*** DOCUMENT SEGMENT Section Begins ***

However, it is critical to note that as an agent and one of the principal’s most trusted companions, you can find yourself liable for the principal’s debt in several ways:

  • Co-signers. A person who intentionally guarantees or co-signs a debt together with their principal will remain liable after the principal’s death. It does not matter who among the two parties benefited from the debt. If you agree to co-sign a loan with the principal, the contract states that you owe the debt too. If they die, you are responsible for the debt. So, you want to be mindful about creating a situation where you co-sign a debt with power of attorney.
  • Joint Accounts. If the agent and the principal hold a joint bank account, any debt remaining from the account is left under the agent’s care when the principal dies. The survivor must settle any debts accrued from the account in full, regardless of who benefited it.
  • Communal Property. In certain states, you have the same rights to property and liabilities as your spouse. You share equal responsibility for debts. Under these state guidelines, marital property (both assets and liabilities) is considered communal. Liability on debt, therefore, falls on the surviving spouse. The nine states with community property laws include: Arizona, California, Idaho, Louisiana, Nevada, New Mexico, Texas, Washington, and Wisconsin.

If you plan on getting married in these states, you will want to find out if it’s wise to get married to someone in debt.

*** DOCUMENT SEGMENT Section Ends ***

- **WORK INSTRUCTIONS**:
1/ In the passage on an agent's liability for a principal's debt, rewrite the portion from "However, it is" up to and including "power of attorney.", swapping "liable" for "responsible".
2/ According to the passage on an agent's liability for a principal's debt, how many states have community property laws?

*** RECORDED INFORMATION Section Begins ***

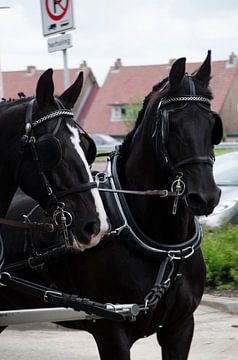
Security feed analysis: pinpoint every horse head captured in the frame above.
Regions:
[158,51,223,215]
[1,69,108,249]
[122,51,222,215]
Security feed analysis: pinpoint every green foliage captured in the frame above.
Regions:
[123,99,143,131]
[202,225,238,290]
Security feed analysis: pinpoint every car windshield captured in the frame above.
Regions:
[214,152,238,186]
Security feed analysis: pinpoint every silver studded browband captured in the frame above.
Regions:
[160,95,210,105]
[31,109,74,127]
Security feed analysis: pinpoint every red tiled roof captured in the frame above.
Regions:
[2,69,80,99]
[2,67,99,121]
[84,61,238,135]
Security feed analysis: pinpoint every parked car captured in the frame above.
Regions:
[90,134,120,152]
[200,151,238,227]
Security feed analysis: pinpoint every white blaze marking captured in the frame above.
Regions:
[67,124,108,245]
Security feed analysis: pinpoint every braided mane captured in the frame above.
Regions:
[120,78,169,158]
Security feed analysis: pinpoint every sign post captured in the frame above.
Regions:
[41,0,75,89]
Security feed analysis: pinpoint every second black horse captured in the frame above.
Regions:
[0,52,222,360]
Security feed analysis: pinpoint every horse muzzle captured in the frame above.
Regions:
[184,187,221,216]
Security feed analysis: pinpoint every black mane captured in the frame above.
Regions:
[120,78,169,159]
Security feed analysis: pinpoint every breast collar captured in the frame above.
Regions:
[102,150,202,260]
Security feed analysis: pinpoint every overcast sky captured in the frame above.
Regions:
[0,0,238,84]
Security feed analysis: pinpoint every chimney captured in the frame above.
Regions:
[227,51,237,67]
[26,65,36,75]
[114,58,122,70]
[79,60,88,69]
[169,58,176,67]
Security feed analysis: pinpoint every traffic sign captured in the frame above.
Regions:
[47,34,73,52]
[41,0,75,36]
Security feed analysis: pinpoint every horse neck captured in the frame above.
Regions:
[121,141,194,244]
[0,171,17,217]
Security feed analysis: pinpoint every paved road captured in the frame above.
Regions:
[0,305,238,360]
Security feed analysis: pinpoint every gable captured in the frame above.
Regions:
[83,61,238,136]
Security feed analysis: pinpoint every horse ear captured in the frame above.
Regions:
[60,71,83,108]
[195,50,211,83]
[36,69,54,108]
[169,58,186,86]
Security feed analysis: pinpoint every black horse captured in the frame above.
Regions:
[0,52,222,360]
[0,69,108,255]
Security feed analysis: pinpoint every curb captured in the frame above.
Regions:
[201,294,238,315]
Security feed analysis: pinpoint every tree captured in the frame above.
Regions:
[122,98,143,131]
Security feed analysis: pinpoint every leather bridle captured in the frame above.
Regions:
[15,98,97,245]
[152,95,214,175]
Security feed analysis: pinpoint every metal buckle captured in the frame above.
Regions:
[0,272,11,287]
[43,290,62,302]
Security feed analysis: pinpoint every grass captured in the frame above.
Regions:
[202,224,238,290]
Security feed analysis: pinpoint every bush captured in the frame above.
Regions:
[202,225,238,289]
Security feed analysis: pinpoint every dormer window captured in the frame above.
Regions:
[111,105,126,121]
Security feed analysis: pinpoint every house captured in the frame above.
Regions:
[83,53,238,137]
[0,61,99,123]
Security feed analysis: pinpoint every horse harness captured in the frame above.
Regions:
[0,80,222,327]
[0,98,97,250]
[93,87,223,322]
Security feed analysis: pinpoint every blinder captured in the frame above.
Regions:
[80,132,97,165]
[152,95,223,174]
[212,111,223,145]
[36,134,62,171]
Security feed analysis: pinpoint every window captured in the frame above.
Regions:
[111,105,126,121]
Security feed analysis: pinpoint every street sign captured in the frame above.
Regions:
[47,34,73,52]
[41,0,75,36]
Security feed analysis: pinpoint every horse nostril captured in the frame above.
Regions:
[84,221,100,236]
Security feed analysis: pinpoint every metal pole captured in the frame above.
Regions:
[62,49,69,90]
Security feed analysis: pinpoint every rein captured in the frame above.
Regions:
[98,151,202,260]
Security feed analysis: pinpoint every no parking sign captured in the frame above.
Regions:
[41,0,74,36]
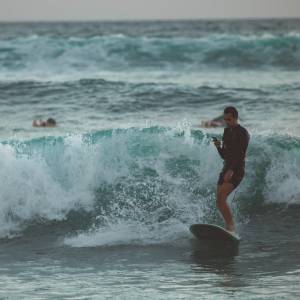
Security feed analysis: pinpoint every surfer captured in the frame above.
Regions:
[32,118,56,127]
[214,106,250,232]
[201,115,226,128]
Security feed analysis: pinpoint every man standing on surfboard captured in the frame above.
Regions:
[214,106,250,232]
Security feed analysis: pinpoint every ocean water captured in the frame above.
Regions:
[0,20,300,299]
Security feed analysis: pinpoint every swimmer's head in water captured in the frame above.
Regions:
[47,118,56,126]
[224,106,239,127]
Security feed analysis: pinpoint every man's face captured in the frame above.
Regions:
[224,113,236,127]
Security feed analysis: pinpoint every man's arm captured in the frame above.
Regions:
[217,128,225,159]
[217,145,224,159]
[228,130,249,170]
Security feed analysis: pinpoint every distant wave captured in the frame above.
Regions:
[0,31,300,77]
[0,127,300,241]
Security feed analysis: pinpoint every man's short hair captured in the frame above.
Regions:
[47,118,56,125]
[224,106,239,119]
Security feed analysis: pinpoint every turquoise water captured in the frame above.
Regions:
[0,20,300,299]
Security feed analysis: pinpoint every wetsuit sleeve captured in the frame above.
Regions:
[228,130,250,170]
[217,130,225,159]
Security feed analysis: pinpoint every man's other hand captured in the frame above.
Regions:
[214,139,221,148]
[224,169,233,182]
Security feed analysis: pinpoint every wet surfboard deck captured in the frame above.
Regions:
[190,224,241,244]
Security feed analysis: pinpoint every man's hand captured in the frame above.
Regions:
[214,139,221,148]
[224,169,233,182]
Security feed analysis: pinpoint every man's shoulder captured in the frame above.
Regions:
[239,125,250,137]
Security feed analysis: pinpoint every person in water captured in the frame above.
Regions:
[32,118,56,127]
[214,106,250,232]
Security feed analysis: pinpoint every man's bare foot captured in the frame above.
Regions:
[225,224,234,233]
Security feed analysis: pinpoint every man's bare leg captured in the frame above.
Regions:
[217,182,234,231]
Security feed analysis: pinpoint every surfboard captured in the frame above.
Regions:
[190,224,241,244]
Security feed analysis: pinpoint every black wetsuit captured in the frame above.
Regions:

*** RECORDED INFORMATION Section Ends ***

- **SOLUTIONS TO THE PROBLEMS**:
1/
However, it is critical to note that as an agent and one of the principal’s most trusted companions, you can find yourself responsible for the principal’s debt in several ways:

  • Co-signers. A person who intentionally guarantees or co-signs a debt together with their principal will remain responsible after the principal’s death. It does not matter who among the two parties benefited from the debt. If you agree to co-sign a loan with the principal, the contract states that you owe the debt too. If they die, you are responsible for the debt. So, you want to be mindful about creating a situation where you co-sign a debt with power of attorney.

2/ Nine.